(REQUIRED WORK): For the data below, work out how many lines include the string "blue" and report only the number.

DATA IN THIS EXERCISE: Begin

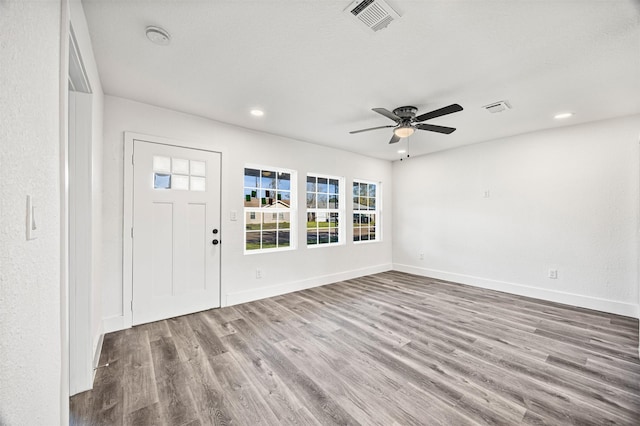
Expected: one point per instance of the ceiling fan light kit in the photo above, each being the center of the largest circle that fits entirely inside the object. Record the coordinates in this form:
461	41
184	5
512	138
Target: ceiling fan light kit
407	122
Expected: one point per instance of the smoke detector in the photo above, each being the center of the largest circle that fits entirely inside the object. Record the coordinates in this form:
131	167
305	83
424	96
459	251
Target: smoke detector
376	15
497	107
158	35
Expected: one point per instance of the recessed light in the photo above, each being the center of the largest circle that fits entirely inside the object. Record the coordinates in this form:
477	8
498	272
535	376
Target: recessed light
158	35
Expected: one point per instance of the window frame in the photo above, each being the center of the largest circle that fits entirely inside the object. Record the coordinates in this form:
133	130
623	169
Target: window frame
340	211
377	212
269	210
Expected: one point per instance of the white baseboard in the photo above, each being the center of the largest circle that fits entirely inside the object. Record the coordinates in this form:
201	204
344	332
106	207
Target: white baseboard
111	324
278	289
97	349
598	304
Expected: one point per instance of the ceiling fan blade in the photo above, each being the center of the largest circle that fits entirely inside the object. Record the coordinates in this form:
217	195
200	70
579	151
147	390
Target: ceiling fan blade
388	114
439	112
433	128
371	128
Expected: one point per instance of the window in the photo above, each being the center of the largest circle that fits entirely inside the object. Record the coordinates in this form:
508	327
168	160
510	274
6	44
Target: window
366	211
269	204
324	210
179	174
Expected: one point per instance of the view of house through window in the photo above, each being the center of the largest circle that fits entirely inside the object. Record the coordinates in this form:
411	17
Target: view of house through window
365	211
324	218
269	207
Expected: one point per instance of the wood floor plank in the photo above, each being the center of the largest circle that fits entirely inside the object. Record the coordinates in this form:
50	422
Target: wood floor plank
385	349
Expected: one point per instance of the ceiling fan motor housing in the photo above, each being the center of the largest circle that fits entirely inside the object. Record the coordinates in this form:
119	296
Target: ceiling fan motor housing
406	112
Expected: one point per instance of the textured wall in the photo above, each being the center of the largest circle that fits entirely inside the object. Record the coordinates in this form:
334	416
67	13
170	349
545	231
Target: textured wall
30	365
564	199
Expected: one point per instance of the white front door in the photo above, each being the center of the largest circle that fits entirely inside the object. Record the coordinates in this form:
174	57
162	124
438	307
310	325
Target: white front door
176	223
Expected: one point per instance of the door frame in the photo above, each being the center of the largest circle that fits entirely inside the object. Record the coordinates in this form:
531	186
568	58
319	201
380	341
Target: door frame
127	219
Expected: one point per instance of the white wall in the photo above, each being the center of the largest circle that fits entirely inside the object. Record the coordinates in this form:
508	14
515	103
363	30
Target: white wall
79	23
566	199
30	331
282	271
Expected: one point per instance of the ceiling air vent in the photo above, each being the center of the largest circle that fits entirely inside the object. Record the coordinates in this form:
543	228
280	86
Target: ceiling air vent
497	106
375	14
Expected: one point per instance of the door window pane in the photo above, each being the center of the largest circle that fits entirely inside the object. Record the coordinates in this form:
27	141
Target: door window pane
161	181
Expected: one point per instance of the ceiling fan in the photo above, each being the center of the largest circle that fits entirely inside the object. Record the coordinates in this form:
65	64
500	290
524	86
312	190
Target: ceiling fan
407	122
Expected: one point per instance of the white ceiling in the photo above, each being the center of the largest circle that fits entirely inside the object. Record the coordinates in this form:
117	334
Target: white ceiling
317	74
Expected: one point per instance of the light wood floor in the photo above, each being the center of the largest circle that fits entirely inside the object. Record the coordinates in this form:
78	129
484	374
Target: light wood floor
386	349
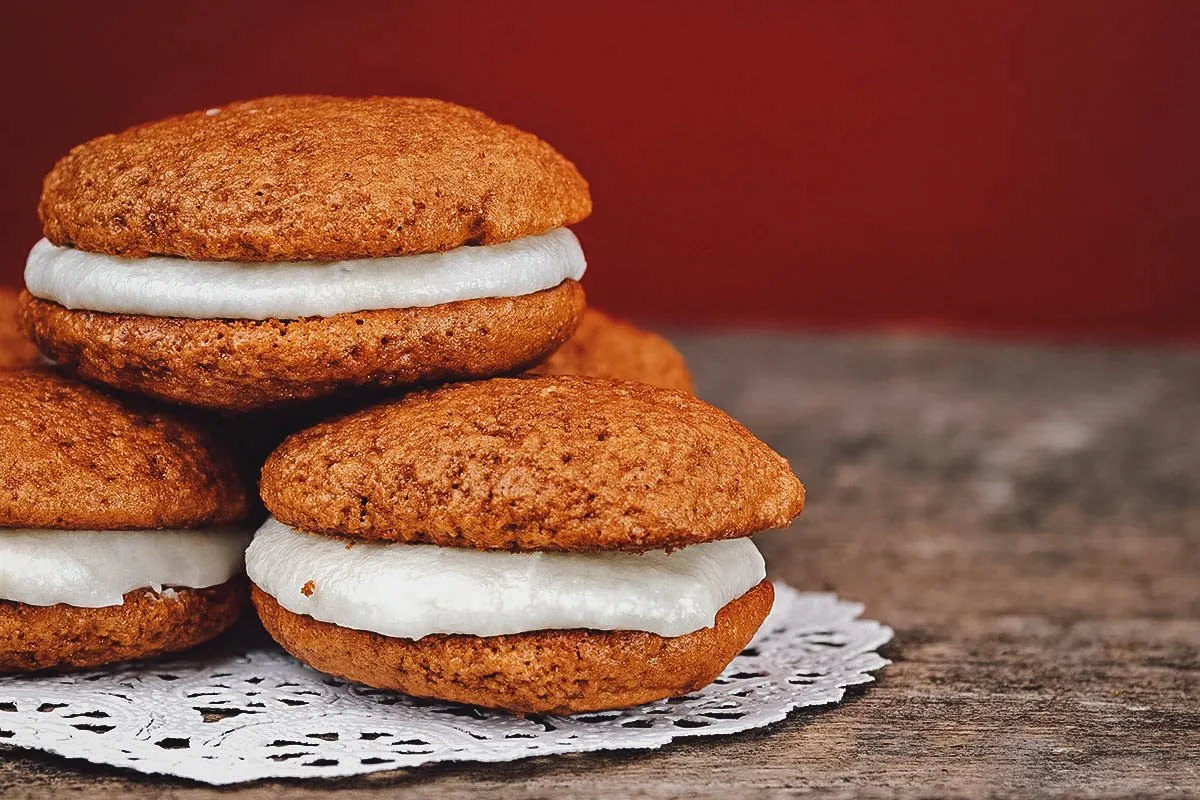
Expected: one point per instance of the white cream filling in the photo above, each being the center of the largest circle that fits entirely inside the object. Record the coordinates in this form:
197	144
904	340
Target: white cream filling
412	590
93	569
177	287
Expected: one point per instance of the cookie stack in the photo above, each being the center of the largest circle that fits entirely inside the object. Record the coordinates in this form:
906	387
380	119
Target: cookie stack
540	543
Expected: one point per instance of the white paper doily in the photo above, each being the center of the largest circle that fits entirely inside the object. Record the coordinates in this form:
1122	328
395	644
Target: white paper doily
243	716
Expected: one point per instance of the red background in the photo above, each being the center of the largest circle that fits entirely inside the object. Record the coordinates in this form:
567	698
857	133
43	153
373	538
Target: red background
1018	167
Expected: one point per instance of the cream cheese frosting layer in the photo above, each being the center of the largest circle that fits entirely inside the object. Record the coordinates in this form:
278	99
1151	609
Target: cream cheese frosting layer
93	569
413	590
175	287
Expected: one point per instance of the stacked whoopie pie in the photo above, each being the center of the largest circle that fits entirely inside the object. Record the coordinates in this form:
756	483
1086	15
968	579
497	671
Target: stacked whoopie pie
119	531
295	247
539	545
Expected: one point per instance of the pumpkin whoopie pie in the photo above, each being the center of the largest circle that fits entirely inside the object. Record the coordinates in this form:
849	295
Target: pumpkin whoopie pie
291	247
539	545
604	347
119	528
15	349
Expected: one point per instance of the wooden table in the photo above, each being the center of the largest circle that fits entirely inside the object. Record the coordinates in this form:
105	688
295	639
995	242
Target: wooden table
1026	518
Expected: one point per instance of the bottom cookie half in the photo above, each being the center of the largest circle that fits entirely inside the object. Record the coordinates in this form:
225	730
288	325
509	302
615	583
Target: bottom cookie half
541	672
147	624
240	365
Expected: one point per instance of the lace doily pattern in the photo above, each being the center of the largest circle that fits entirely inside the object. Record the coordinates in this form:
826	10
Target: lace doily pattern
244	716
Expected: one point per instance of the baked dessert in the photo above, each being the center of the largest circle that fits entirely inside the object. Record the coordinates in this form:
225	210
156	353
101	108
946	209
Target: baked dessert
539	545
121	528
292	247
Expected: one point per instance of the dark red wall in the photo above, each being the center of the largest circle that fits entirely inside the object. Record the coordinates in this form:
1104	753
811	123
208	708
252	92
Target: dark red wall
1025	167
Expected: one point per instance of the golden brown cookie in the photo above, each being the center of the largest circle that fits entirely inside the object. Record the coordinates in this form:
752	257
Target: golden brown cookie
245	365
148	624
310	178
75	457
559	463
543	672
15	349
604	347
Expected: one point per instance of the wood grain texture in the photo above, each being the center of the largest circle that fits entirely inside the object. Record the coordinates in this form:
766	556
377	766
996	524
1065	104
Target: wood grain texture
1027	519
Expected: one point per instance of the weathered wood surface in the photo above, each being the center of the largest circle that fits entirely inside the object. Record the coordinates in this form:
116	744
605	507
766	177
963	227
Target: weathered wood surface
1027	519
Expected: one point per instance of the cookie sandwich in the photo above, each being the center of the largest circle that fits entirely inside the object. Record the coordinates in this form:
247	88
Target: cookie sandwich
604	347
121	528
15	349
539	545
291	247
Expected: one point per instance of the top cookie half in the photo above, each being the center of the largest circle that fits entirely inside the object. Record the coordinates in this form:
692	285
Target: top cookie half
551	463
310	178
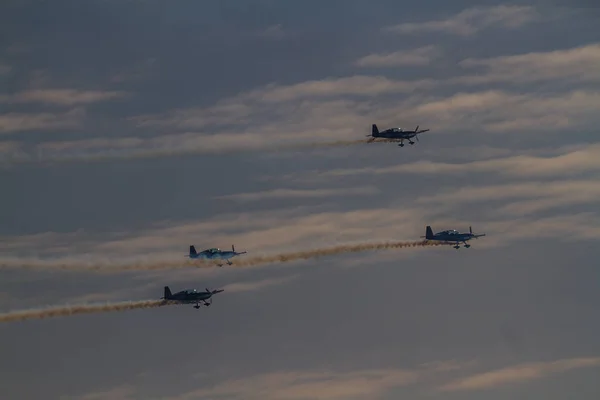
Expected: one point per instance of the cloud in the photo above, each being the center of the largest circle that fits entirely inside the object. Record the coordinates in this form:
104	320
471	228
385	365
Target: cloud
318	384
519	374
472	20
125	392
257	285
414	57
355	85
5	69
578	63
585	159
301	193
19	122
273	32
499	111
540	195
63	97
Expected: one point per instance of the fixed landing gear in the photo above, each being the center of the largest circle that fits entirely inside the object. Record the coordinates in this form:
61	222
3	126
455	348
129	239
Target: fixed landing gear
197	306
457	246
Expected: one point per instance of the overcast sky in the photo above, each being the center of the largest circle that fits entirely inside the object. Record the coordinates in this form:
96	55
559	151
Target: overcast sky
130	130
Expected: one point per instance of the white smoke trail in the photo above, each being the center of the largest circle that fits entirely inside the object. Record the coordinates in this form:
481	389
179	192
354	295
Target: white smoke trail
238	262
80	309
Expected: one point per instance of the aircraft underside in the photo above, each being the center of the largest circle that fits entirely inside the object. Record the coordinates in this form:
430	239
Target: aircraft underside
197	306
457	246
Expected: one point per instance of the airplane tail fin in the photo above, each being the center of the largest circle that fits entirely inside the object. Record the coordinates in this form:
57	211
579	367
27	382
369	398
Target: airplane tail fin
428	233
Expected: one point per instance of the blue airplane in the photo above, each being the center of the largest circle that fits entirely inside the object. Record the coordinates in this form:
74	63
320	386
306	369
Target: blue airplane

DATA IN THIS EXERCISE: End

(REPLY): 2